Page extract –
########################################

# [FSW] Eligibility question



## stalker (Apr 20, 2013)

Hello Everyone, 

I'm a Software Developer having 4 years and 9 months of experience in the same domain. I'm located in India. I've a master degree. After calculating the points through the eligibility wizard. I found out that I've to score more in IELTS but couldn't figure out what exact score is required. I calculated points as follows. I am going to appear for IELTS next month. Can anyone tell me what exact score is require in IELTS to be eligible?

1. Education - 25
2. Experience (More than 4 years) - 21
3. Age (27) - 10
4. IELTS - ?

Thanks,
Stalker.


----------



## sajid021 (Nov 15, 2012)

stalker said:


> Hello Everyone,
> 
> I'm a Software Developer having 4 years and 9 months of experience in the same domain. I'm located in India. I've a master degree. After calculating the points through the eligibility wizard. I found out that I've to score more in IELTS but couldn't figure out what exact score is required. I calculated points as follows. I am going to appear for IELTS next month. Can anyone tell me what exact score is require in IELTS to be eligible?
> 
> ...


Hi, 
pls follow below link

Guide 7000 - Application for Permanent Residence: Federal Skilled Worker Class

I am unable to understand this chart, However, if u got some clue let me know. I have scored 6.5 each and dont know how much point will I be getting. If someone have some clue do share with us..

--Sajid


----------



## EVHB (Feb 11, 2008)

@Stalker: The pass mark = 67. Currently, you score 56 points, so you’ll need 11 points extra. You can obtain that through language test score (or Arranged Employment).

########################################

Information provided –
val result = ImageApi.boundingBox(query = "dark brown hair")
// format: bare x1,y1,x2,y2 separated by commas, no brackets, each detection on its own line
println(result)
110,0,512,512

########################################

Task objective – In the FSW eligibility thread, rewrite the passage that begins with "Guide 7000 - Application" and ends with "share with us..", putting "table" in place of "chart".

Written response –
Guide 7000 - Application for Permanent Residence: Federal Skilled Worker Class

I am unable to understand this table, However, if u got some clue let me know. I have scored 6.5 each and dont know how much point will I be getting. If someone have some clue do share with us..